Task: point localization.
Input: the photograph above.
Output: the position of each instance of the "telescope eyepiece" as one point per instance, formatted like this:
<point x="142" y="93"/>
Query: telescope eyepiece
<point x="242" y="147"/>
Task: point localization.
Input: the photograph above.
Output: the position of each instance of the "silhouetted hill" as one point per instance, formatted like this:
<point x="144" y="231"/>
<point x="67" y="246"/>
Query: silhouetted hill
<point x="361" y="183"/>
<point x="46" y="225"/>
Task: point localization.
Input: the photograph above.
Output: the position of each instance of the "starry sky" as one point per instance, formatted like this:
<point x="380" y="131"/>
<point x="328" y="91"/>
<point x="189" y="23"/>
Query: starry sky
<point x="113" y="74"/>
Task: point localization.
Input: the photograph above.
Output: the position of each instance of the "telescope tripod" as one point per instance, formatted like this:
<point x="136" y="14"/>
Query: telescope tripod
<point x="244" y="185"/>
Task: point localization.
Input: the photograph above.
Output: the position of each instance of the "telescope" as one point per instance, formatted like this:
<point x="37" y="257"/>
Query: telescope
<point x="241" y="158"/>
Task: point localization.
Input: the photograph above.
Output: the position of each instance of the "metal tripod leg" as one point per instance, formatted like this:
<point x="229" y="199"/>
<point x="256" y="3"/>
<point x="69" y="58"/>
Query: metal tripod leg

☆ ☆ ☆

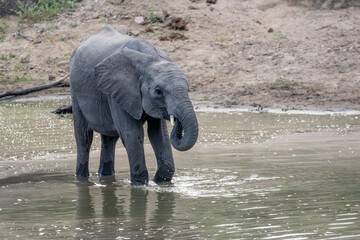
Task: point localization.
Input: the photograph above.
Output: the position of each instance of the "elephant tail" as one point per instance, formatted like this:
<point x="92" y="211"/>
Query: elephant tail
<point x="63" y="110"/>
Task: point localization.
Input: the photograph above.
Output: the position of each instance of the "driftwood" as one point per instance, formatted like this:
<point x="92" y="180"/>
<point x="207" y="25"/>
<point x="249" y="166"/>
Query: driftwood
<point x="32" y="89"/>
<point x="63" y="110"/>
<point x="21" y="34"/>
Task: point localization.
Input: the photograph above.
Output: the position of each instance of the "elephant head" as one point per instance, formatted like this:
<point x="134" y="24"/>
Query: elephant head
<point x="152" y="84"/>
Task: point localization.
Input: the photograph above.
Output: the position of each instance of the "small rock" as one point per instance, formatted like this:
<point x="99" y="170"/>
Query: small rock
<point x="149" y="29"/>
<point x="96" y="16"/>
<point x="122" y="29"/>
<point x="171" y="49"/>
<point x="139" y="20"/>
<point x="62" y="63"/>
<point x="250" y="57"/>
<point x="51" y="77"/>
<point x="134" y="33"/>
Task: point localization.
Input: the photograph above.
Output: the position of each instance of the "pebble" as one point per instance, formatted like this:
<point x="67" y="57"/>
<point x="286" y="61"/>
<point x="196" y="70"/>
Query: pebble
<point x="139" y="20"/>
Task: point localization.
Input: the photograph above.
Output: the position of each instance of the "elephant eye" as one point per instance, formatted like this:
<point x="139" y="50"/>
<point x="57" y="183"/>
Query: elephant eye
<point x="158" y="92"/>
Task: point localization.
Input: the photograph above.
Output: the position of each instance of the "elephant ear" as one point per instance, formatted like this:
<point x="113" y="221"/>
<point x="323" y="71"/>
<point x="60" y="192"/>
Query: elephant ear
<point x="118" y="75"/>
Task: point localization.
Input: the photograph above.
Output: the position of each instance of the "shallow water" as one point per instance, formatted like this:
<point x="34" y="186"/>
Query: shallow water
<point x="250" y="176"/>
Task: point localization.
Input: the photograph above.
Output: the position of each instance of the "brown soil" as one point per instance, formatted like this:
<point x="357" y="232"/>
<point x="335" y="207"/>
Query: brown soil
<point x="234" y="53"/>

☆ ☆ ☆

AIM OF THE EXERCISE >> Pick out every line in the rows above that contains the word "rock", matching case exactly, and copy each one.

TASK ANSWER >>
Output: the position of each instance of the "small rock" as one point per instance, formatted like this:
Query: small rock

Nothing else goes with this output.